Problem description: Where the data below has the string "beige", return the whole line.

Recorded data
_ _ _ _ _ _ _

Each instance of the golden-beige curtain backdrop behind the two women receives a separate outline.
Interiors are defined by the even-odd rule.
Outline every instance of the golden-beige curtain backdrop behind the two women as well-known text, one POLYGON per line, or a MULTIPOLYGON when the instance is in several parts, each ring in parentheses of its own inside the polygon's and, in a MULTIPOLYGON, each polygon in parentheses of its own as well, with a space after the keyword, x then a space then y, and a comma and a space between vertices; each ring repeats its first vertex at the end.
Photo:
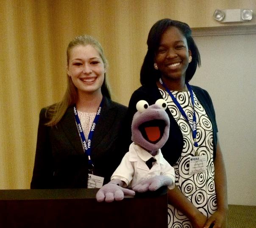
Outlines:
POLYGON ((76 35, 100 41, 109 59, 113 100, 128 105, 140 85, 153 23, 168 17, 191 27, 218 26, 212 20, 217 6, 241 4, 256 5, 250 0, 2 0, 0 189, 30 186, 39 111, 64 94, 66 47, 76 35))

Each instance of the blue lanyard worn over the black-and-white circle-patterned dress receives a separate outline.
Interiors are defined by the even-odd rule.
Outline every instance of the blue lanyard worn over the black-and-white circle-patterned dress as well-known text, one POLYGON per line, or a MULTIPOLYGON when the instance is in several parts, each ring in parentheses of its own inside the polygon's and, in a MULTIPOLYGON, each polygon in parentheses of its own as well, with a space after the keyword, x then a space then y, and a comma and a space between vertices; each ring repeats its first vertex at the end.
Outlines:
POLYGON ((178 109, 180 110, 181 114, 184 116, 186 121, 189 123, 189 126, 192 129, 192 136, 193 136, 193 139, 194 139, 194 145, 195 145, 195 147, 198 147, 198 143, 196 141, 197 127, 196 127, 196 114, 195 114, 195 100, 194 100, 194 95, 193 95, 193 91, 192 91, 191 86, 189 85, 188 82, 186 82, 186 87, 189 90, 189 93, 190 93, 190 96, 191 96, 191 100, 192 100, 192 106, 193 106, 193 122, 192 122, 192 124, 189 122, 189 118, 187 117, 185 111, 182 109, 180 103, 178 103, 178 100, 175 98, 173 93, 167 88, 167 86, 164 84, 164 82, 162 81, 161 78, 159 79, 159 82, 165 88, 165 90, 169 93, 169 95, 171 96, 173 102, 178 107, 178 109))

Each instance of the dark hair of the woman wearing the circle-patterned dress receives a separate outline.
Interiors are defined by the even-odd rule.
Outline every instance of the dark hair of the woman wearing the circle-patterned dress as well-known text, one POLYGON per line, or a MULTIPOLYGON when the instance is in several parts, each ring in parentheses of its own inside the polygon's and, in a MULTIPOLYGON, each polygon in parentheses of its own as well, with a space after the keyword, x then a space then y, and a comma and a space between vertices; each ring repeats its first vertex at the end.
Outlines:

_ _ _ _ _ _ _

Your response:
Each instance of the golden-beige curtain backdrop behind the two women receives a separate outline.
Outline every instance of the golden-beige curtain backdrop behind the two women as well-known text, one POLYGON per line, or a MULTIPOLYGON when the instance is in several parts, each ring in parentheses of its own inside the polygon's and, in a MULTIPOLYGON, each polygon in parentheses of its own as well, with a space after the keyword, x then a space then y, and a comma and a space between vertices; each ring repeats its first vertex at the end.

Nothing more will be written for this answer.